What needs to be done: Retype the whole listing below, character for character.

[Stored entries]
--- START ---
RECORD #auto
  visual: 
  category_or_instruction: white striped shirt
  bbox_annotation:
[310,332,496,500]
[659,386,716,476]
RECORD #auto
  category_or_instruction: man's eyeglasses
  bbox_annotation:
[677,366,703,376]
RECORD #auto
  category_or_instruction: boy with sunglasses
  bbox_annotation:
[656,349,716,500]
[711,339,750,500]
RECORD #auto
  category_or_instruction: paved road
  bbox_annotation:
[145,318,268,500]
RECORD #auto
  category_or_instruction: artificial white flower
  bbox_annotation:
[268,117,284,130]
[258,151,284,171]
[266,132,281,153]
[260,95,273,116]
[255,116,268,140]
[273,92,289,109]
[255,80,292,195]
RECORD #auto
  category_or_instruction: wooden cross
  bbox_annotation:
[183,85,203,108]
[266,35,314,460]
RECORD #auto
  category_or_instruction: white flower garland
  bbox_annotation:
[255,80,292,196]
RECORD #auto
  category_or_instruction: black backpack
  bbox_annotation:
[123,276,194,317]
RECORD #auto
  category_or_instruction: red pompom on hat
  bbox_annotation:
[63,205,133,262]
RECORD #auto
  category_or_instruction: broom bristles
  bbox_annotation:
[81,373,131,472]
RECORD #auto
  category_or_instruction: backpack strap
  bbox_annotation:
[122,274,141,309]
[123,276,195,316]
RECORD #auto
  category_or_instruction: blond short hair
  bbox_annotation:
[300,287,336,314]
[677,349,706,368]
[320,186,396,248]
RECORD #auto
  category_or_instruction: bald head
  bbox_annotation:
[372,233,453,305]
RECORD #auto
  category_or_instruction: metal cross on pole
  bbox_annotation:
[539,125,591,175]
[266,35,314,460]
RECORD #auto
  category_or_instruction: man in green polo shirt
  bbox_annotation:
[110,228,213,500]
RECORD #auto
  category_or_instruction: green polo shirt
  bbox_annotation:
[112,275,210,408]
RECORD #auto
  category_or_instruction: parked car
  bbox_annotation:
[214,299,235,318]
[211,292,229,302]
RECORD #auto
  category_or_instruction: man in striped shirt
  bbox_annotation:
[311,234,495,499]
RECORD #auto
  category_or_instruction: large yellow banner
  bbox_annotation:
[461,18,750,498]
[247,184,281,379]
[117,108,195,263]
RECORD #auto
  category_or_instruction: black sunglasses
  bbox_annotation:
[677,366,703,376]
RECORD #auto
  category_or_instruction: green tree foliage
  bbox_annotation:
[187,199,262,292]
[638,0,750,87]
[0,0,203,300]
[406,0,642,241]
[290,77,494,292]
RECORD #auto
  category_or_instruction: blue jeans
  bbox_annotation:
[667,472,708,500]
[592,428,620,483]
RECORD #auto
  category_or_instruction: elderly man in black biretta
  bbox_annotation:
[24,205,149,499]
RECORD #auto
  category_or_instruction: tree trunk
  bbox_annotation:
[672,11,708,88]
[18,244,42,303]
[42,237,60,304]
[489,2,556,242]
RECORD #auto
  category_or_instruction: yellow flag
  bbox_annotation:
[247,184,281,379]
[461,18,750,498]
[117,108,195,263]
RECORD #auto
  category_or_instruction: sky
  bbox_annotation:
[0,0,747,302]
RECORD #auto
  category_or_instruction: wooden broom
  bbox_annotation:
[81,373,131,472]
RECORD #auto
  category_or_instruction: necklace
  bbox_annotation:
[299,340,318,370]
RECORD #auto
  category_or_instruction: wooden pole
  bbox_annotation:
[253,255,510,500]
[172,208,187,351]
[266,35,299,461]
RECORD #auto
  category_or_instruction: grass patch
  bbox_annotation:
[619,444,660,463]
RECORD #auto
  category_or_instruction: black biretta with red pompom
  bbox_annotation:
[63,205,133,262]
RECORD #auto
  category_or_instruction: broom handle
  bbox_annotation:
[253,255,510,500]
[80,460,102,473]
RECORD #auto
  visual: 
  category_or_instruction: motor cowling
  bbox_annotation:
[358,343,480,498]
--- END ---
Task solution:
RECORD #auto
  visual: 
  category_or_instruction: white striped shirt
  bbox_annotation:
[310,332,496,500]
[659,386,716,476]
RECORD #auto
  category_or_instruction: man's eyeglasses
  bbox_annotation:
[677,366,703,376]
RECORD #auto
  category_or_instruction: boy with sunglasses
  bbox_annotation:
[656,349,716,500]
[711,339,750,500]
RECORD #auto
  category_or_instruction: paved road
  bbox_annotation:
[145,318,268,500]
RECORD #auto
  category_or_instruction: artificial white flower
  bbox_annotation:
[268,117,284,130]
[258,151,284,171]
[266,132,281,153]
[260,95,273,116]
[255,116,268,140]
[273,92,289,109]
[255,80,292,195]
RECORD #auto
  category_or_instruction: wooden cross
  bbox_annotation:
[183,85,203,108]
[266,35,314,460]
RECORD #auto
  category_or_instruction: white flower garland
  bbox_annotation:
[255,80,292,196]
RECORD #auto
  category_or_instruction: black backpack
  bbox_annotation:
[123,276,194,317]
RECORD #auto
  category_or_instruction: red pompom on hat
  bbox_annotation:
[63,205,133,262]
RECORD #auto
  category_or_instruction: broom bristles
  bbox_annotation:
[81,373,131,472]
RECORD #auto
  category_or_instruction: backpack strap
  bbox_annotation:
[122,274,141,309]
[123,276,195,316]
RECORD #auto
  category_or_instruction: blond short hair
  bbox_annotation:
[300,287,336,314]
[677,349,706,368]
[320,186,396,248]
RECORD #auto
  category_or_instruction: bald head
  bbox_annotation:
[372,233,453,305]
RECORD #auto
  category_or_instruction: metal cross on pole
  bbox_annotation:
[539,125,591,175]
[266,35,314,460]
RECORD #auto
  category_or_instruction: man in green polo shirt
  bbox_annotation:
[110,228,213,500]
RECORD #auto
  category_or_instruction: green polo shirt
  bbox_annotation:
[112,275,210,408]
RECORD #auto
  category_or_instruction: parked car
  bbox_annotation:
[214,299,235,318]
[211,292,229,302]
RECORD #auto
  category_or_instruction: man in striped shirt
  bbox_annotation:
[311,234,495,499]
RECORD #auto
  category_or_instruction: large yellow banner
  bbox_annotation:
[461,18,750,498]
[247,184,281,379]
[117,108,195,263]
RECORD #auto
  category_or_instruction: black sunglasses
  bbox_annotation:
[677,366,703,376]
RECORD #auto
  category_or_instruction: green tree foliage
  bbox_annotation:
[187,199,262,292]
[638,0,750,87]
[0,0,203,300]
[406,0,642,241]
[290,77,494,292]
RECORD #auto
  category_or_instruction: blue jeans
  bbox_annotation:
[667,472,708,500]
[592,428,620,483]
RECORD #auto
  category_or_instruction: elderly man in black biretta
  bbox_annotation:
[24,205,149,499]
RECORD #auto
  category_or_instruction: tree trunk
  bbox_annotation:
[672,11,708,88]
[18,244,42,303]
[42,237,60,304]
[489,2,556,242]
RECORD #auto
  category_or_instruction: yellow flag
  bbox_annotation:
[247,184,281,379]
[461,18,750,498]
[117,108,195,263]
RECORD #auto
  category_or_instruction: sky
  bbox_annotation:
[0,0,747,302]
RECORD #auto
  category_or_instruction: wooden broom
  bbox_annotation:
[81,373,131,472]
RECORD #auto
  category_or_instruction: necklace
  bbox_annotation:
[299,340,318,370]
RECORD #auto
  category_or_instruction: wooden pole
  bbox_annotation:
[253,255,510,500]
[172,208,187,351]
[266,35,299,461]
RECORD #auto
  category_or_instruction: grass patch
  bbox_annotation:
[619,444,660,463]
RECORD #auto
  category_or_instruction: black biretta with red pompom
  bbox_annotation:
[63,205,133,262]
RECORD #auto
  category_or_instruction: broom handle
  bbox_annotation:
[253,255,510,500]
[80,460,102,473]
RECORD #auto
  visual: 
  category_or_instruction: motor cowling
  bbox_annotation:
[358,343,480,498]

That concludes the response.